**Tekst:**
%%

Het is met name een illusie te denken dat nieuwe inzichten in de natuurwetenschappen of nieuwe technische ontwikkelingen aan de grenzen kunnen worden tegengehouden. Daarom was het zo belangrijk dat U de regeringen van de OECD-lidstaten als het ware dwong systematische aandacht aan wetenschap en technologie te besteden om hun bevolkingen voor te bereiden op alle veranderingen die zich op niet te stuiten wijze aankondigen. Wat wij nodig hebben is een gelijktijdige aanval. Dat vereist een nieuwe economische orde die het gevolg is van beter begrip op grond van een verlicht humanisme, omdat de huidige problemen uitstijgen boven ideologieën. Het zou Erasmus, de naamgever van deze prijs, goed doen te horen dat het nodig is onze humaniteit te hervinden, wars van totalitaire heilsboodschappen, sociale utopieën of nationalistische gevoelens.

%%

[Gegevensitems]
%%

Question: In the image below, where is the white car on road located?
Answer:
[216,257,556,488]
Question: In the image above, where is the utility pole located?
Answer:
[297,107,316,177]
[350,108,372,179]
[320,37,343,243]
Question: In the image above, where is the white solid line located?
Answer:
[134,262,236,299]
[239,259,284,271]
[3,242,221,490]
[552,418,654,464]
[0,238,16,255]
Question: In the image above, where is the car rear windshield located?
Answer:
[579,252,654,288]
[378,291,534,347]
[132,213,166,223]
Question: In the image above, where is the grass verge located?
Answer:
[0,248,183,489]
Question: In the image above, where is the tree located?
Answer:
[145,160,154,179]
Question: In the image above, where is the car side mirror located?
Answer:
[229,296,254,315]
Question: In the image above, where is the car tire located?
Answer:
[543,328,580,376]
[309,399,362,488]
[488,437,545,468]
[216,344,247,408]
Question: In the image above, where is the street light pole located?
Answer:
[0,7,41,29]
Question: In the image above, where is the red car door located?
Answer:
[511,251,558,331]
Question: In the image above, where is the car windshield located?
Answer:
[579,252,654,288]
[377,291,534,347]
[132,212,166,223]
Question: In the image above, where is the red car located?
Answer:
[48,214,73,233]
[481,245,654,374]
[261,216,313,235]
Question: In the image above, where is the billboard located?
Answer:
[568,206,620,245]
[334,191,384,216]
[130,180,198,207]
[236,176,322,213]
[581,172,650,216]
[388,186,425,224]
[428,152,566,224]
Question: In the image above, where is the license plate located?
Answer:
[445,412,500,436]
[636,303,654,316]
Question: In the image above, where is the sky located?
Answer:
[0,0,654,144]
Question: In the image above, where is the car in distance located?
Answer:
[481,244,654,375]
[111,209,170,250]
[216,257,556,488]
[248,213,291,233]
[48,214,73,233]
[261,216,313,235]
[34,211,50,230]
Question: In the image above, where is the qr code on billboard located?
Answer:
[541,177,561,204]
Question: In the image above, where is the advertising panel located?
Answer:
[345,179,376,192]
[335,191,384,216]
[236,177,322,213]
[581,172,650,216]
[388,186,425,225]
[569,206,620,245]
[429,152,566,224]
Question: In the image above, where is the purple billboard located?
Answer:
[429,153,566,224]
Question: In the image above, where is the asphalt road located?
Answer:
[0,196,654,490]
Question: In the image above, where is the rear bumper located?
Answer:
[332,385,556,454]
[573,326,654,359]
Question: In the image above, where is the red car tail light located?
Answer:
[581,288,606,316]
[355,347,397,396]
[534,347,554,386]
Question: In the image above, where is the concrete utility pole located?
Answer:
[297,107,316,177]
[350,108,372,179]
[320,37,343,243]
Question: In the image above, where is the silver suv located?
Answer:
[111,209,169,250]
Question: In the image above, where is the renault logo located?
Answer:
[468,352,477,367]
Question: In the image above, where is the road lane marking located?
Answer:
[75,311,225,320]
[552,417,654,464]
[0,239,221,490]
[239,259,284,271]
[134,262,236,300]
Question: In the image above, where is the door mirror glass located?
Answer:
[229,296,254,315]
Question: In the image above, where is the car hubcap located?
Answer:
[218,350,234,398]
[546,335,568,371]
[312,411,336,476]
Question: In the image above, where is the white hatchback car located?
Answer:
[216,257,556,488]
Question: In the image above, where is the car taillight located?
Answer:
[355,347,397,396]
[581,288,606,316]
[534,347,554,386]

%%

**Opdrachten:**
a: Neem uit de tekst over wetenschap en technologie letterlijk het gedeelte over dat begint bij "Het is met name" en eindigt bij "of nationalistische gevoelens.".
b: Ga verder met de tekst over wetenschap en technologie, te beginnen na de laatste zin die er staat.

**Uitkomsten:**
a:
Het is met name een illusie te denken dat nieuwe inzichten in de natuurwetenschappen of nieuwe technische ontwikkelingen aan de grenzen kunnen worden tegengehouden. Daarom was het zo belangrijk dat U de regeringen van de OECD-lidstaten als het ware dwong systematische aandacht aan wetenschap en technologie te besteden om hun bevolkingen voor te bereiden op alle veranderingen die zich op niet te stuiten wijze aankondigen. Wat wij nodig hebben is een gelijktijdige aanval. Dat vereist een nieuwe economische orde die het gevolg is van beter begrip op grond van een verlicht humanisme, omdat de huidige problemen uitstijgen boven ideologieën. Het zou Erasmus, de naamgever van deze prijs, goed doen te horen dat het nodig is onze humaniteit te hervinden, wars van totalitaire heilsboodschappen, sociale utopieën of nationalistische gevoelens.

b:
Met niet-aflatende energie, gedreven door Uw enthousiasme en grote realiteitszin, wijst U regeringen erop dat meer serieuze aandacht gegeven moet worden aan lange-termijn en vaak meer fundamentele problemen. En Uw energie kent inderdaad geen grenzen. Kenmerkend is dat U als jongen reeds alleen per fiets langs de Noordkaap trok en U per kano de Donau afvoer – even later leidde U een expeditie naar de Jan Mayen eilanden; ik heb begrepen dat U morgenochtend vroeg naar de Verenigde Staten vertrekt om een vergadering in Atlanta voor te zitten.U maakt ons duidelijk dat de tijd nu rijp is voor een herwaardering van de wereldorde en een onderzoek naar alternatieve benaderingen die gebaseerd zijn op onderling afhankelijkheid en zelfstandigheid. Voordat wij onszelf vernietigen moeten wij op tijd onze eigen toekomst scheppen. In de mens die de evolutie nu zelf in handen heeft, zal een ommekeer plaats moeten vinden zoals nog nooit in de geschiedenis heeft plaatsgevonden.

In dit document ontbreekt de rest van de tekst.